The record before us contains no indication as to why the bankruptcy court did not abstain from deciding the adversary proceeding altogether and grant the motion to modify the stay, thus permitting all issues pertaining to the forfeiture action to be heard in state court. See 28 U.S.C. § 1334(c)(1) (allowing a court to abstain “in the interest of justice, or in the interest of comity with State courts or respect for State law”). The parties apparently acquiesced in the bankruptcy court's way of proceeding and certainly present no argument concerning the propriety of the bankruptcy court's actions here.

Ms. Jepson then appealed to the United States District Court for the Northern District of Illinois, raising the same four arguments that she had presented in the bankruptcy court. The district court affirmed the bankruptcy court's judgment. It agreed that Ms. Jepson did not have standing to bring claims based on noncompliance with the PSA. Like the bankruptcy court, it did not address her other claims. Ms. Jepson now timely appeals.

II

DISCUSSION

“Like the district court, we review a bankruptcy court's factual findings for clear error and its legal conclusions de novo.” In re Miss. Valley Livestock, Inc., 745 F.3d 299, 302 (7th Cir.2014). On a motion to dismiss, we construe the complaint in the light most favorable to the plaintiff, by accepting all of the well-pleaded facts and drawing all inferences in the plaintiff's favor. Smith v. Dart, 803 F.3d 304, 309 (7th Cir.2015); Citadel Grp., Ltd.

v. Wash. Reg'l Med. Ctr., 692 F.3d 580, 591 (7th Cir.2012).

A.

Ms. Jepson contends that the transfer of her note and mortgage violated the PSA. She submits that the assignment of her mortgage was missing intervening endorsements and that the note was transferred after the proper closing date. In her view, because the assignment violated the PSA, BNYM cannot collect on the note.

The bankruptcy court and the district court correctly held that Ms. Jepson lacks standing to raise a challenge based on violations of the PSA because she is not a third-party beneficiary under the agreement. The “prudential standing rule ... normally bars litigants from asserting the rights or legal interests of others in order to obtain relief from injury to themselves.” Warth v. Seldin, 422 U.S. 490, 509, 95 S.Ct. 2197, 45 L.Ed.2d 343 (1975). Instead, a “plaintiff generally must assert his own legal rights and interests, and cannot rest his claim to relief on the legal rights or interests of third parties.” Id. at 499, 95 S.Ct. 2197; see also Edgewood Manor Apartment Homes, LLC v. RSUI Indem. Co., 733 F.3d 761, 771 (7th Cir.2013).
#####
[Goals]
1. Translate this sentence from the court opinion into Spanish: "The district court affirmed the bankruptcy court's judgment."
2. Answer these questions using the court opinion:
(a) To which court did Ms. Jepson appeal after the bankruptcy court ruled?
(b) What standard does the court use to review a bankruptcy court's factual findings?
(c) According to the bankruptcy court and the district court, why does Ms. Jepson lack standing to challenge violations of the PSA?
The data has no connection to the court opinion.

[Source excerpt]
#####
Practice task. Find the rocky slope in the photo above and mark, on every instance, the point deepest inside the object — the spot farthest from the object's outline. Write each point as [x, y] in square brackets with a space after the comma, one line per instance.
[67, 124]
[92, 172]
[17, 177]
#####
[Outputs for the tasks]
1. El tribunal de distrito confirmó la sentencia del tribunal de quiebras.

2.
(a) She appealed to the United States District Court for the Northern District of Illinois.
(b) It reviews them for clear error.
(c) She is not a third-party beneficiary under the agreement.